Work instructions — Your answer should be the records below, repeated exactly as they stand.

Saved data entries
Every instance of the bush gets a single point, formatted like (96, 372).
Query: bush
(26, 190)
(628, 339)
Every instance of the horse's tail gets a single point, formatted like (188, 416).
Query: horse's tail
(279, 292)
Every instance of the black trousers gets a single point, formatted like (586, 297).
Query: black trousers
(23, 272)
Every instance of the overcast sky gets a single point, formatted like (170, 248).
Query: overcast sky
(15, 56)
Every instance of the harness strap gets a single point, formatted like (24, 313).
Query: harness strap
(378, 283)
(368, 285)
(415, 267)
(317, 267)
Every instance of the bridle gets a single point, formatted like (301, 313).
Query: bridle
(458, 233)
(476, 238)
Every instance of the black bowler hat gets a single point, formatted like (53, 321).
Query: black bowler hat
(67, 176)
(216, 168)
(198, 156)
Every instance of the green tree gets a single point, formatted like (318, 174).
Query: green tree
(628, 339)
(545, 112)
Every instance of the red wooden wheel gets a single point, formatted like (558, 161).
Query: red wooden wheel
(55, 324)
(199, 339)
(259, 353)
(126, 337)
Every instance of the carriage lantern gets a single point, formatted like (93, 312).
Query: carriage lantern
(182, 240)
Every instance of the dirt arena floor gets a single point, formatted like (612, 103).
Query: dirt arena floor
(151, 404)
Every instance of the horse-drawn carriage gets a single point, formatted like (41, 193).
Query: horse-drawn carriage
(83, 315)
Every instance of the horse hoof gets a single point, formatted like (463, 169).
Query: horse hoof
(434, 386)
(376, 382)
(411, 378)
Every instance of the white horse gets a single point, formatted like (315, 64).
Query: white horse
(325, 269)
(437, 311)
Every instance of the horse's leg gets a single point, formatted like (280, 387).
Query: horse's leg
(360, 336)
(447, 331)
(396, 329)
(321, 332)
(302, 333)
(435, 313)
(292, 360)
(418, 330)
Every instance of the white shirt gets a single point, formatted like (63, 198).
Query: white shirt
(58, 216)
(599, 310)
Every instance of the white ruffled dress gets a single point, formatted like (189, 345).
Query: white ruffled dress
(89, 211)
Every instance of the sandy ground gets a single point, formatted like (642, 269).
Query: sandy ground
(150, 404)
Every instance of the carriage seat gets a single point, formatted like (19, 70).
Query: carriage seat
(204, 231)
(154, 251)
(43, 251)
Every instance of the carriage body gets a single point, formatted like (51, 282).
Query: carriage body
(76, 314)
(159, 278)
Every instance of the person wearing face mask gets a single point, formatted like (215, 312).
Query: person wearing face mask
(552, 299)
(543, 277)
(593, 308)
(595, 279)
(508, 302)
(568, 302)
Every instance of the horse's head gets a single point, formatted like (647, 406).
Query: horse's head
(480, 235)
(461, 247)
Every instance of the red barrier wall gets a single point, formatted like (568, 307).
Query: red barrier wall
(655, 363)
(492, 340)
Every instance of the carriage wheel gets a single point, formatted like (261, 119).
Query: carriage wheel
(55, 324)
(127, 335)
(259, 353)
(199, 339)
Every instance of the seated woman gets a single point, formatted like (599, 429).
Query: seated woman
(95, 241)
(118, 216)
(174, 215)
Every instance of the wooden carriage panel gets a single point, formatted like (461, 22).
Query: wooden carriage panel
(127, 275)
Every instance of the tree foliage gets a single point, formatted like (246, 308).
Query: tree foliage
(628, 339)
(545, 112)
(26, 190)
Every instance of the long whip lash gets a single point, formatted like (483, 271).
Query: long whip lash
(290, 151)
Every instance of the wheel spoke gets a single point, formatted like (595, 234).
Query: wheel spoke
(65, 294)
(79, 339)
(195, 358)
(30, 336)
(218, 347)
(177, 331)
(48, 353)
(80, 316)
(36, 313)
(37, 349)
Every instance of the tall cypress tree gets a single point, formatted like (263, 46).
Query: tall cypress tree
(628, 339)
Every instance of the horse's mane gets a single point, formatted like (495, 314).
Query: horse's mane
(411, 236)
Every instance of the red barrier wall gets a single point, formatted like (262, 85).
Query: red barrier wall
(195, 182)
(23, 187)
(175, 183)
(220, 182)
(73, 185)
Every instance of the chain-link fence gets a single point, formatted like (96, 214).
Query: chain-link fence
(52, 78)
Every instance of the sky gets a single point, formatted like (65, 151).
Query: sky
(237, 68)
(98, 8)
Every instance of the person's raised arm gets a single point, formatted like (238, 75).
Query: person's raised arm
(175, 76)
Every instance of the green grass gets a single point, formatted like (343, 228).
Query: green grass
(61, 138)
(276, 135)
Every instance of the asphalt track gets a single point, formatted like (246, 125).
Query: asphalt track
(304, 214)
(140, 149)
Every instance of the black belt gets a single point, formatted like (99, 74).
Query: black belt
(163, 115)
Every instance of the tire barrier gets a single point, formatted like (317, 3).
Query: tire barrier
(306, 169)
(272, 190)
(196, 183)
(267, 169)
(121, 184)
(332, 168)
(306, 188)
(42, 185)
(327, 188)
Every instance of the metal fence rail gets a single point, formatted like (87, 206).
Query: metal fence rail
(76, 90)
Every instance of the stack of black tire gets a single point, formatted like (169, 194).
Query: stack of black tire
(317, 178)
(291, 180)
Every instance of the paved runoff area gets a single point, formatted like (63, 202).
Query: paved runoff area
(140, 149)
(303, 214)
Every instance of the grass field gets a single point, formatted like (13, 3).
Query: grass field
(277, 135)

Output —
Every instance of the bush gets a single point, formatted like (96, 372).
Query: bush
(26, 190)
(628, 339)
Every instance of the horse's tail gets a single point, formatted like (188, 416).
Query: horse's tail
(279, 292)
Every instance of the black trousers gets a single point, formatted like (586, 297).
Query: black trousers
(23, 272)
Every instance of the overcast sky gets a single point, formatted like (170, 248).
Query: overcast sky
(15, 56)
Every instance of the harness strap gets a single point, formatted like (24, 313).
Query: harness strap
(378, 283)
(368, 285)
(415, 267)
(317, 267)
Every instance of the bridle gets a single point, formatted like (301, 313).
Query: bridle
(458, 233)
(476, 238)
Every instance of the black bowler hat gets a single point, formatted like (53, 321).
Query: black bowler hat
(67, 176)
(216, 168)
(198, 156)
Every instance of the green tree gets a single point, formatted like (318, 174).
Query: green tree
(628, 339)
(545, 112)
Every instance of the red wooden wheel gets a single point, formatted like (558, 161).
Query: red wooden wheel
(55, 324)
(199, 339)
(259, 353)
(126, 337)
Every instance of the carriage lantern gets a single point, formatted like (93, 312).
Query: carriage lantern
(182, 240)
Every instance of the dirt arena floor gets a single point, formatted like (612, 103).
Query: dirt arena floor
(151, 404)
Every instance of the horse-drawn carriage gets a single point, formatted like (41, 193).
Query: horse-drawn carriage
(83, 315)
Every instance of the horse hoof gets a single point, formatted like (463, 169).
Query: horse hoof
(434, 386)
(376, 382)
(411, 378)
Every instance of the white horse gets a single point, formatted like (315, 64).
Query: white horse
(325, 269)
(437, 311)
Every instance of the horse's leg gets a single point, formatted like (280, 387).
Query: horse's leg
(360, 336)
(447, 331)
(396, 329)
(321, 332)
(302, 333)
(435, 313)
(292, 360)
(418, 330)
Every instance of the white shirt gets a single point, formatted like (63, 198).
Query: white shirt
(58, 216)
(599, 310)
Every instance of the white ruffled dress gets a single point, formatted like (189, 345).
Query: white ruffled dress
(89, 211)
Every instance of the sandy ground gets a single point, formatted like (642, 269).
Query: sandy ground
(150, 404)
Every instance of the carriage seat gets a single point, formatted like (19, 70).
Query: carriage seat
(204, 231)
(154, 251)
(43, 251)
Every instance of the carriage body gets a single point, formatted like (51, 282).
Query: carriage body
(76, 314)
(159, 278)
Every instance of the person wearing face mask gets a single point, formatted like (215, 312).
Query: person wearing face mask
(552, 299)
(543, 277)
(593, 308)
(595, 279)
(508, 302)
(568, 302)
Every instance of the horse's head gets a single point, formatted like (647, 406).
Query: horse's head
(480, 235)
(461, 247)
Every instance of the red barrier wall gets a single point, formatted like (568, 307).
Query: red barrier wall
(655, 363)
(492, 340)
Every instance of the carriage wheel gets a single point, formatted like (261, 119).
Query: carriage wheel
(55, 324)
(127, 335)
(259, 353)
(199, 339)
Every instance of the seated woman gets a single point, formatted like (599, 429).
Query: seated woman
(95, 241)
(118, 216)
(174, 215)
Every instance of the wooden carriage panel gets a single point, formatted like (461, 22).
Query: wooden carriage panel
(127, 275)
Every instance of the tree foliage gets a single point, formatted like (246, 308).
Query: tree foliage
(628, 339)
(545, 112)
(26, 190)
Every instance of the long whip lash gets a single point, formatted like (483, 271).
Query: long whip lash
(290, 151)
Every instance of the wheel spoke gets a single point, formatted like (595, 234).
Query: wheel spoke
(65, 294)
(79, 339)
(195, 358)
(30, 336)
(218, 347)
(177, 331)
(48, 353)
(80, 316)
(36, 313)
(37, 349)
Every instance of the tall cypress tree gets a single point, formatted like (263, 46).
Query: tall cypress tree
(628, 339)
Every instance of the horse's mane gets a single point, formatted like (495, 314).
Query: horse's mane
(411, 236)
Every instance of the red barrier wall gets a single point, formatted like (262, 85).
Query: red barrier wall
(195, 182)
(23, 187)
(175, 183)
(220, 182)
(73, 185)
Every instance of the chain-link fence gets a single point, formatted like (96, 214).
Query: chain-link fence
(52, 78)
Every instance of the sky gets a single point, formatted like (65, 151).
Query: sky
(237, 68)
(98, 8)
Every instance of the person's raised arm gets a single point, formatted like (238, 75).
Query: person's raised arm
(175, 76)
Every instance of the green grass gets a single point, formatted like (343, 228).
Query: green grass
(61, 138)
(276, 135)
Every instance of the asphalt track gets a single point, formatted like (246, 125).
Query: asphalt track
(304, 214)
(140, 149)
Every instance of the black belt gets a single point, formatted like (99, 74).
Query: black belt
(163, 115)
Every instance of the tire barrier gets a single point, formatted like (317, 3).
Query: tire barrier
(306, 169)
(272, 190)
(196, 183)
(267, 169)
(121, 184)
(332, 168)
(306, 188)
(42, 185)
(327, 188)
Every instance of the metal fence rail gets a single point, formatted like (87, 206).
Query: metal fence rail
(76, 90)
Every instance of the stack of black tire gets a single point, formatted like (169, 194).
Query: stack of black tire
(317, 178)
(291, 180)
Every instance of the paved runoff area gets a single point, formatted like (63, 202).
Query: paved runoff area
(140, 149)
(303, 214)
Every instance of the grass field gets a single point, formatted like (13, 3).
Query: grass field
(277, 135)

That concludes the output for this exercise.